> _Problem to work on_: Working through the lines below, return each one that holds "small".

> _Dataset records_:

__________

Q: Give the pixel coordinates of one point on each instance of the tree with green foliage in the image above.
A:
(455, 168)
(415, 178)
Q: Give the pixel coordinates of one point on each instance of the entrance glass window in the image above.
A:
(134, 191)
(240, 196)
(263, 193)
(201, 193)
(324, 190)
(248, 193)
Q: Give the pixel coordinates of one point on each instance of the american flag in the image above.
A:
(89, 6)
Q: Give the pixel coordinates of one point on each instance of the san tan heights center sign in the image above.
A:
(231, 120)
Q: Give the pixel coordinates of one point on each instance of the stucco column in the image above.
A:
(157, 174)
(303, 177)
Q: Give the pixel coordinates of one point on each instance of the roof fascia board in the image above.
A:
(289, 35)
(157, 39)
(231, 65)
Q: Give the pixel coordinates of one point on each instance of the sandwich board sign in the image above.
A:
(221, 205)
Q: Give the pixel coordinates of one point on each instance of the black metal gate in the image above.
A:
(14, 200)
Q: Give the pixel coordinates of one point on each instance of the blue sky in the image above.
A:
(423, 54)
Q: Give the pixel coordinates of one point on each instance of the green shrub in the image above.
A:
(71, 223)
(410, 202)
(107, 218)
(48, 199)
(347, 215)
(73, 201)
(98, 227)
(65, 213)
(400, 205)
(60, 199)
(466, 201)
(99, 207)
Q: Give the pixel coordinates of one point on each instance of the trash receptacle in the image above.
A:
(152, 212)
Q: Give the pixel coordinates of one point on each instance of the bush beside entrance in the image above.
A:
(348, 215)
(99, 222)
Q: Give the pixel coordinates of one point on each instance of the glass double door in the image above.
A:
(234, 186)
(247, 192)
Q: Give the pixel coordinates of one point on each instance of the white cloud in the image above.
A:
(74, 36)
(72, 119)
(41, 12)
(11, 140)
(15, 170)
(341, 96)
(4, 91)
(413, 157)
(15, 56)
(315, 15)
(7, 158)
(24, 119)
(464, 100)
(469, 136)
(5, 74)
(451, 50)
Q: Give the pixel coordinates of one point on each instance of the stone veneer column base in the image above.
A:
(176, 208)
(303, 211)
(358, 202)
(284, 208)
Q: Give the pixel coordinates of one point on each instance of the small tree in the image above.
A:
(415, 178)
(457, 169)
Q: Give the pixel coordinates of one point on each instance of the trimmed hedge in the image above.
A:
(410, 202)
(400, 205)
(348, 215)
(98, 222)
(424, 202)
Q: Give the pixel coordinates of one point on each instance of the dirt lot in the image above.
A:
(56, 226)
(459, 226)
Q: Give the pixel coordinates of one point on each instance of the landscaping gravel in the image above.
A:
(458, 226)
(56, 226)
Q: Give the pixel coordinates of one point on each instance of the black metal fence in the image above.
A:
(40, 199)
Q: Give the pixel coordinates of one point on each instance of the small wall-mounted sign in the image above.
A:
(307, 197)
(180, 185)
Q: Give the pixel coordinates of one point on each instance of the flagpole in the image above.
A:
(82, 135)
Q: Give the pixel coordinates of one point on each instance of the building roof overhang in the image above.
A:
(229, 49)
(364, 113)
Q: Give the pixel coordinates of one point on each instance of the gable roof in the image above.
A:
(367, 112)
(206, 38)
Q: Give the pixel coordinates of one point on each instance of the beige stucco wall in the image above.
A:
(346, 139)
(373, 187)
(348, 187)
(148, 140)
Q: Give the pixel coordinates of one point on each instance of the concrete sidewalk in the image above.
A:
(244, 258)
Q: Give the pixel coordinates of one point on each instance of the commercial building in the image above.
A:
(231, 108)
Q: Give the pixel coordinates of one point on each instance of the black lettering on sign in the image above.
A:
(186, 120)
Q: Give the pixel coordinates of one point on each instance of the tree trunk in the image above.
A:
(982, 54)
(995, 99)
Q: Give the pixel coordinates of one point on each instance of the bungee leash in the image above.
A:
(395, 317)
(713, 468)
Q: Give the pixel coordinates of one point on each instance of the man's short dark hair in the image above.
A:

__________

> _Solution to this task_:
Q: Give the pixel coordinates of one point on each instance of the small tree in the image above.
Q: Give the pixel coordinates of one point on each instance of the small wall-mounted sign in the image above.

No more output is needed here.